Task to complete.
Start at the line that has "Target: woman wearing sombrero" and copy each line word for word, ending with the line that has "73), (46, 79)]".

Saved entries
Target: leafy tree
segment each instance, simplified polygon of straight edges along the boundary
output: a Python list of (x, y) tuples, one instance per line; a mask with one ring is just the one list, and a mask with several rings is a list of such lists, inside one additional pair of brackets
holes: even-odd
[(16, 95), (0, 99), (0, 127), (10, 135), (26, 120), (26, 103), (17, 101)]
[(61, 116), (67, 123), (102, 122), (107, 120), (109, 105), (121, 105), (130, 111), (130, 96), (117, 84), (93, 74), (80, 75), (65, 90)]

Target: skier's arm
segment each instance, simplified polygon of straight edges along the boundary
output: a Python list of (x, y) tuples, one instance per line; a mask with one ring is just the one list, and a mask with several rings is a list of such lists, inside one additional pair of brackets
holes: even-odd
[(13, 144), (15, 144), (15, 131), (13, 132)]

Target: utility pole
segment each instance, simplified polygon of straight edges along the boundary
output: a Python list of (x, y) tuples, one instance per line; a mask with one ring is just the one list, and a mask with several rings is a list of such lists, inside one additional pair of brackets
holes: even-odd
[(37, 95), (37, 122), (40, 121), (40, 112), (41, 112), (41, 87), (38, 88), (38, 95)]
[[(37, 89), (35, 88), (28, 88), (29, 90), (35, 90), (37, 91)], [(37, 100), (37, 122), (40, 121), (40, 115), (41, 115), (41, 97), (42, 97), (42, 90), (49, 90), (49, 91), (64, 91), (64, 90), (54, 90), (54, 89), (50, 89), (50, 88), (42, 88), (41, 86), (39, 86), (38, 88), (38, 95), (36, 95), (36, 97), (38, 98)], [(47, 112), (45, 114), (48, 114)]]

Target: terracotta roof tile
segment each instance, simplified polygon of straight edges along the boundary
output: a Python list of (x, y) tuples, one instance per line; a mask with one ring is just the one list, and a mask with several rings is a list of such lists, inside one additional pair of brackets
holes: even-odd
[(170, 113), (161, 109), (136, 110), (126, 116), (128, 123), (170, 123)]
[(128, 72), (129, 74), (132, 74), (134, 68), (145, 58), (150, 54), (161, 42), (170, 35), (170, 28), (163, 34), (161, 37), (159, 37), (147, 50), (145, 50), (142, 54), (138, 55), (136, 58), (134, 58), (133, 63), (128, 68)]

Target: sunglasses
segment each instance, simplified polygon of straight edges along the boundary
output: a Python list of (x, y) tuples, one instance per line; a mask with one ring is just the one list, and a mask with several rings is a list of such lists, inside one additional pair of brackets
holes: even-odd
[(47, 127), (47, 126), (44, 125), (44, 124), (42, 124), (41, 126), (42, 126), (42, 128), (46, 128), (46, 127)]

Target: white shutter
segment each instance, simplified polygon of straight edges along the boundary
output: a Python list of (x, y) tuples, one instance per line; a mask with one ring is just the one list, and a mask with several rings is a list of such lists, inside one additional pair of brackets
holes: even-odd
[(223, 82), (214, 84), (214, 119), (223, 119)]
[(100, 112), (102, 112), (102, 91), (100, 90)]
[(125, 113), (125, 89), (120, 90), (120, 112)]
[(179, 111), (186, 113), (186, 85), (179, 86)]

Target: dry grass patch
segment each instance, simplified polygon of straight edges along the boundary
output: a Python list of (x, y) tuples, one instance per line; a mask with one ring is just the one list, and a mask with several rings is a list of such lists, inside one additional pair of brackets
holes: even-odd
* * *
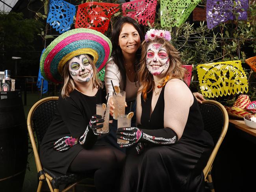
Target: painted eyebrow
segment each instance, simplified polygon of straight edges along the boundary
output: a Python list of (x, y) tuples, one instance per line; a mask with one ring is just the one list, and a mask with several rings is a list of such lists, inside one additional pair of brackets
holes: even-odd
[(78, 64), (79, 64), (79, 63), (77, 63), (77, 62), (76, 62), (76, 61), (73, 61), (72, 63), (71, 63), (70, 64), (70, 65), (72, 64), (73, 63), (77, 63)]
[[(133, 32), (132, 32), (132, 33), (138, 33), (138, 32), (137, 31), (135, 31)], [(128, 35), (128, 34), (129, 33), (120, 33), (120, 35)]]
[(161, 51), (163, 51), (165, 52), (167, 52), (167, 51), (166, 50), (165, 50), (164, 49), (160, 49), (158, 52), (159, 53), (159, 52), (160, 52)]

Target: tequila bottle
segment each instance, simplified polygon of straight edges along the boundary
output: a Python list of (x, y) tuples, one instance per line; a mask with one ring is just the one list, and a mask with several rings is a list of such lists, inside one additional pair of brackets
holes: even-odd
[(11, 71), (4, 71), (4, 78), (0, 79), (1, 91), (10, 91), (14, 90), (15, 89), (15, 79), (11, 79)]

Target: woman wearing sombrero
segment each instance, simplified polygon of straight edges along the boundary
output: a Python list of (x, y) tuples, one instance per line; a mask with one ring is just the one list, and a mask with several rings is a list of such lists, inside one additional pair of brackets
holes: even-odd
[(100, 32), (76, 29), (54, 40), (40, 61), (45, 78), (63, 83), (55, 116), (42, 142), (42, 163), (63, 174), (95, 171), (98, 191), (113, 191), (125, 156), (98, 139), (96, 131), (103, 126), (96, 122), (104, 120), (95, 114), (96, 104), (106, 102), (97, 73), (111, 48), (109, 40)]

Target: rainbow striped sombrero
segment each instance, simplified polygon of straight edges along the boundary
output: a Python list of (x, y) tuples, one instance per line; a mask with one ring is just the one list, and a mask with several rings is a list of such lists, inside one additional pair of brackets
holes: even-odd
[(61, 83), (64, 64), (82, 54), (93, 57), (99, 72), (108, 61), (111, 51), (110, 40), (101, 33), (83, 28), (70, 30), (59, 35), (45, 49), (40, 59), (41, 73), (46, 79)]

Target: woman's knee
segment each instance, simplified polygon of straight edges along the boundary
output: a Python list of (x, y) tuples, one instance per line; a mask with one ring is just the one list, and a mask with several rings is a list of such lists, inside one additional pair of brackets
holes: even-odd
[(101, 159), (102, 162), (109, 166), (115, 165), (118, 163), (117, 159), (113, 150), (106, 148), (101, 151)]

Answer to this task.
Target: woman wearing sombrero
segment each instance, simplified polygon of straight edges along the boundary
output: a Python list of (x, y) tuples, one instance per line; a mask with one ring is just the one list, and a mask with several rings is a list of such lists, inside one additional pair of brackets
holes: even-odd
[(100, 32), (76, 29), (54, 40), (40, 61), (45, 78), (63, 83), (55, 116), (42, 142), (42, 163), (63, 174), (95, 171), (98, 191), (113, 191), (125, 156), (98, 139), (96, 131), (103, 126), (96, 122), (104, 120), (95, 114), (96, 104), (106, 102), (97, 73), (111, 48), (109, 40)]

Target: rainbow striped sombrero
segment each instance, simplified polygon of straight edges along the boundary
output: a Python list of (x, y) tuples, one instance per line; a mask with one ring is just the one list, and a mask with several rings is a list of such lists, inside one additional pair of brackets
holes: even-odd
[(61, 83), (64, 64), (82, 54), (93, 57), (99, 72), (108, 61), (111, 51), (110, 40), (101, 33), (83, 28), (70, 30), (59, 35), (45, 49), (40, 59), (41, 73), (46, 79)]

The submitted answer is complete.